— START —

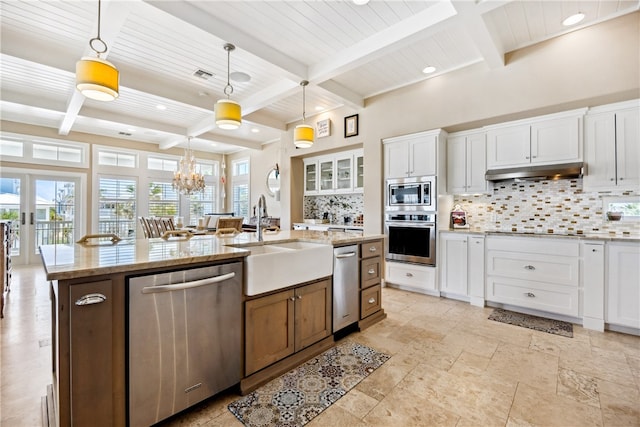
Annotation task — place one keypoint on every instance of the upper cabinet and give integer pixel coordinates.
(413, 155)
(466, 162)
(612, 147)
(336, 173)
(549, 139)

— END —

• **What this task involves**: Rewrite every line of the records above, requests included, multiplying each pixel coordinate in the answers by 0.45 and rounding to the nearest whole number, with halves rounded up. Leave the pictures out.

• **Result for this exercise**:
Annotation task — place one keypoint on every instance of the upper cabinet and give integer pixel coordinates.
(186, 70)
(210, 73)
(275, 66)
(151, 78)
(247, 63)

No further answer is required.